Assigned task 1
From the market commentary, copy out everything from "He identified private" down to "sharply, he said.".
Assigned task 2
Answer these questions using the market commentary:
(a) Which fund house is Sandeep Tandon with?
(b) Between which months did the capitulatory signal in mid-caps, small-caps and micro-caps play out?
(c) At what earnings yield does Bhan say some IT services stocks could become interesting?
Assigned task 3
Decide whether each statement agrees with the market commentary. Answer yes or no, and quote the words of the commentary that settle it.
(a) Tandon says sectoral themes are becoming more relevant.
(b) Bhan says private sector banks are at their cheapest valuations ever even though their credit quality is strong.
(c) Bhan describes valuations in the consumer sector as low.

Forget the Index, Focus on Stocks: Sandeep Tandon
For Quant Mutual Fund’s Sandeep Tandon, behavioural indicators rather than conventional macro signals provided the clearest evidence that the market had reached a turning point earlier this year.
“We discussed how, after two years, we had turned bullish on small-cap and micro-cap stocks. Looking at it purely from a behavioural standpoint, we reached a stage where people had virtually given up on India; we had never seen such negative sentiment towards the country. At any conference abroad, no one wanted to discuss India. These are classic behavioural signs of a market bottoming out—when people give up at the lows and abandon bullish thinking. Even the best strategists, who had remained bullish for a long time, gave up on India over the last three months; top global firms turned negative. That was the data point we tracked, and we spotted the opportunity. We observed a capitulatory move in mid-caps, small-caps, and particularly micro-caps—a classic signal that played out between January and March—and we were able to capitalize on that opportunity,” he noted.
Looking ahead, Tandon believes investors should move beyond tracking benchmark indices and focus instead on company-specific opportunities.
“You have to look past broader indices and focus on individual stocks. I would say that even sectoral themes are becoming less relevant; it is becoming a highly stock-specific landscape. Areas characterized by gross under-ownership, undervaluation, and negative sentiment—those are the spaces that will generate alpha this year,” he argued.
Private banks at cheapest valuations ever, pharma and consumer also attractive: Sailesh Bhan
Echoing similar view, Sailesh Bhan said the large-scale foreign institutional investor selling witnessed over recent months has created attractive opportunities across multiple sectors.
“Thanks to the significant FII sell-off, opportunities are emerging across many market segments. These are times marked by bad news, yet prices are actually very attractive everywhere,” Bhan said.
He identified private sector banks as one of the most compelling opportunities in the market, noting that many are trading at historically low valuations despite maintaining strong asset quality and healthy balance sheets.
Bhan also highlighted pharmaceuticals as a sector where valuations remain reasonable and investor expectations are subdued. The consumer sector, while still relatively expensive on traditional valuation metrics, could also surprise positively because market expectations for growth have fallen sharply, he said.
“Private sector banks, for instance, are trading at their cheapest valuations ever—despite boasting rock-solid credit quality—so there is significant opportunity there. Pharmaceuticals is another space with sensible valuations and very low expectations. Then there is the consumer sector; while valuations might be high, expectations are so low that no one believes growth beyond single digits is possible,” he said.
“I believe the best opportunities lie where expectations are very low, as there is potential for massive surprises over the next two or three years. Those are the areas where we want to deploy capital, and private sector banks are a key focus. Consumer goods is also important sector. And even IT services — it is possible that things might shift; the slowdown might not be as severe as people are predicting. At an earnings yield of 6–7%, some of these could become interesting. Of course, this involves a timeframe of two to three years; it takes time,” Bhan concluded.

Data to examine
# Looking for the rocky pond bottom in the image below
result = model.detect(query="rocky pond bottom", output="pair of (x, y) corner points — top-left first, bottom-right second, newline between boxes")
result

--

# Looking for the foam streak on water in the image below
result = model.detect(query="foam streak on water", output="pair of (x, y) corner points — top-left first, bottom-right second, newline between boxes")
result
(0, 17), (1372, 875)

--

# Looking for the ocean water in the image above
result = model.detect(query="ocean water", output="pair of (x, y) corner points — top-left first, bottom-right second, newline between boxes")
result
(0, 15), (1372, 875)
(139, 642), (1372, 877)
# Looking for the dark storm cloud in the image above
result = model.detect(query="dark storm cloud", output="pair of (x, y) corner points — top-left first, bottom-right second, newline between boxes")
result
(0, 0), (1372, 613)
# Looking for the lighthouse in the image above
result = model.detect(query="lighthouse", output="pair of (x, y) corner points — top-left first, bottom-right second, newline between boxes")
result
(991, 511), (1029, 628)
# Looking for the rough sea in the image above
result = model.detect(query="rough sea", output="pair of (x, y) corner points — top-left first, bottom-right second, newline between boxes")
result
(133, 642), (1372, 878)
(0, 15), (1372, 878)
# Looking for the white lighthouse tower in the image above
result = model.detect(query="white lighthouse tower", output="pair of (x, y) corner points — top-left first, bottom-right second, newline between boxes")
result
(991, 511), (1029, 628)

Written answer 1
He identified private sector banks as one of the most compelling opportunities in the market, noting that many are trading at historically low valuations despite maintaining strong asset quality and healthy balance sheets.
Bhan also highlighted pharmaceuticals as a sector where valuations remain reasonable and investor expectations are subdued. The consumer sector, while still relatively expensive on traditional valuation metrics, could also surprise positively because market expectations for growth have fallen sharply, he said.

Written answer 2
(a) Quant Mutual Fund
(b) Between January and March
(c) 6–7%

Written answer 3
(a) No: "I would say that even sectoral themes are becoming less relevant"
(b) Yes: "Private sector banks, for instance, are trading at their cheapest valuations ever—despite boasting rock-solid credit quality"
(c) No: "while valuations might be high, expectations are so low that no one believes growth beyond single digits is possible"